Chicago Yacht Club
- Burgee
- Short name: CYC
- Founded: 1875; 151 years ago
- Location: Chicago United States
- Commodore: Laura Sigmond
- Focus: To encourage, promote, and develop knowledge, participation, and enjoyment of all aspects of yachting.
- Website: www.chicagoyachtclub.org

= Chicago Yacht Club =

Yacht club in Chicago, Illinois, United States

The Chicago Yacht Club is located in Chicago, Illinois. "CYC" is well known as being the Organizing Authority for the Chicago Yacht Club Race to Mackinac held each July. CYC also organizes dozens of other sailboat races and regattas throughout the boating season, which is usually considered May 1 to October 31 in the Chicago area. CYC has two club houses or stations, one at Monroe Harbor and one at Belmont Harbor.

== History ==
The Chicago Yacht Club was founded in 1875 to encourage and promote the sport of yachting. In 1898, the first Race to Mackinac was held. In 1900, the club obtained its first clubhouse, the Argo clubhouse located at the Illinois Central Pier #3.

Chicago Yacht Club's original Chicago to Mackinac Trophy dates to 1906. The trophy has been awarded annually since 1921. Although the Chicago to Mackinac races were skipped in 1917–1920 due to World War I, they were sailed every year of World War II. In 1920, the Lincoln Park Yacht Club, which had helped start the Canada's Cup, combined with the Chicago Club.

In 1955, construction began of the current Monroe Harbor Station, one of two clubhouses maintained by the club. The other clubhouse is located in Belmont Harbor and is host to the club's One-Design sailing fleet and extensive sailing school.

Among those who have sailed for the club is Robert Halperin, Richard Stearns and William Parks who won an Olympic bronze medal in 1960. Halperin also won a Pan American Games gold medal in 1963 in yachting, and was also a football player at Notre Dame, Wisconsin, and in the NFL, one of Chicago's most-decorated World War II heroes, and Chairman of Commercial Light Co.

As part of the club's centennial celebrations in 1975, Richard and Wendy Van Mell edited The First hundred years : a history of the Chicago Yacht Club, 1875–1975.

Entries from a point annotation set:
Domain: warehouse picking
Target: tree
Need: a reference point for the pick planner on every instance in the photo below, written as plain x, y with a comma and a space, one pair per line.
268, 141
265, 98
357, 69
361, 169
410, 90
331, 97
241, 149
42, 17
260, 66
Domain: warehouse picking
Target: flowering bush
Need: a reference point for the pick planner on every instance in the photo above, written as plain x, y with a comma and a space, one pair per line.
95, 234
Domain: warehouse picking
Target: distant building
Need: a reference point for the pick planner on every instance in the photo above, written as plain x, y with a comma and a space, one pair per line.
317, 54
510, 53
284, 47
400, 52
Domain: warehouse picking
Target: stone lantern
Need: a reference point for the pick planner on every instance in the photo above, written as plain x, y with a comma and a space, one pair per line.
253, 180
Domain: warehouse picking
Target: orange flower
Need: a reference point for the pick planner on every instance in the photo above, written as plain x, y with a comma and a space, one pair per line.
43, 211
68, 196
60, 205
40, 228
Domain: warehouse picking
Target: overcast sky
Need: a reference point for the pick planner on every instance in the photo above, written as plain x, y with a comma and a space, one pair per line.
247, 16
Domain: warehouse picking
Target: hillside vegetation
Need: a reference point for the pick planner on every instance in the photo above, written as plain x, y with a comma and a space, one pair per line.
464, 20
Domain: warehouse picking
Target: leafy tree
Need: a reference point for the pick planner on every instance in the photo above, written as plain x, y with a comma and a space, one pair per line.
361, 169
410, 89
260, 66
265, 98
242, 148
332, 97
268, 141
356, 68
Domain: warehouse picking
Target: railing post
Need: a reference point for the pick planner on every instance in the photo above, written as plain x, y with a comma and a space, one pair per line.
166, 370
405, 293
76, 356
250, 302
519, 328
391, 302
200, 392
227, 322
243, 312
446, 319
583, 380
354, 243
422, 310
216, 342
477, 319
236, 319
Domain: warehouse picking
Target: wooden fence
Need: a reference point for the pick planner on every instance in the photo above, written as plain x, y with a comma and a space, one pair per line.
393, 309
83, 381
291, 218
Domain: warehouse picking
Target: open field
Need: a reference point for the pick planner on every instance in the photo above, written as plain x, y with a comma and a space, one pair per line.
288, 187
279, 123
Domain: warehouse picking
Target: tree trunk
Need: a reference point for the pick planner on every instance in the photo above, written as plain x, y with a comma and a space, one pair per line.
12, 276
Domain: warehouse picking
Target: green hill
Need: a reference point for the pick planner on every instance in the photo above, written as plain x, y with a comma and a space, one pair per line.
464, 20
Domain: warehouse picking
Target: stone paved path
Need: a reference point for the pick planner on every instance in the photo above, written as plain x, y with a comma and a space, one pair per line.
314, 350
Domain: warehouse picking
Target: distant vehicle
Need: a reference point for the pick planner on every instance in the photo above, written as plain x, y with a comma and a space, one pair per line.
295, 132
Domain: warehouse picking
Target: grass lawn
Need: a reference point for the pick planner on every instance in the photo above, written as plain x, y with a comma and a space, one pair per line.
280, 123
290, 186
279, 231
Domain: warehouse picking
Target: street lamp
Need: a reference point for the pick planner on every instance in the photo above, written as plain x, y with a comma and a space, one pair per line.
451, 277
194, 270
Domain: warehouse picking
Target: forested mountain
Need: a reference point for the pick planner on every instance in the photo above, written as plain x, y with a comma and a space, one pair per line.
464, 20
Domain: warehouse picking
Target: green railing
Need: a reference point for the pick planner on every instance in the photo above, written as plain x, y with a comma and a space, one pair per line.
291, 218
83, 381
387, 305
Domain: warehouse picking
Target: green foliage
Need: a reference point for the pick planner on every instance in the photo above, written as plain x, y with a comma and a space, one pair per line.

SET OF TASKS:
**a)** According to the Chicago Yacht Club article, what was the club's first clubhouse, and where was it located?
**b)** Resume the Chicago Yacht Club article after its last sentence and write the next few paragraphs.

THE REPLIES:
**a)** The Argo clubhouse, located at the Illinois Central Pier #3.

**b)**
The Club competed for the America's Cup in the 1987 Louis Vuitton Cup, represented by the Heart of America boat, skippered by Buddy Melges. The club's entry finished 8th of 13 boats in the competition to determine the cup competitor. The presentation of a challenge from a Lake Michigan yacht club, required adjudication of whether the lake was an "arm of the sea", as required by the Deed of Gift of the America's Cup and the decision allowed Great Lakes boats to compete.

== Activities ==
Chicago Yacht Club hosts a series of on the water events throughout the boating season.

In June, the club hosts the SAILING WORLD Magazine's National Offshore One Design (NOOD) Regatta which draws several hundred competitors from around North America.

Each July, the club hosts the Chicago Yacht Club Race to Mackinac, one of the longest running fresh-water sailing races in the world. The race starts from just off the Chicago Harbor Lighthouse, continues up the length of Lake Michigan and finishes on Mackinac Island off the round island lighthouse.

Another signature event is the annual VERVE Cup regatta held each August. The "Verve" hosts both an inshore event and an offshore event and attracts the top sailors in the country.

Chicago Yacht Club is a leader in teaching children and adults to sail, teaching sailing lessons for over 84 years.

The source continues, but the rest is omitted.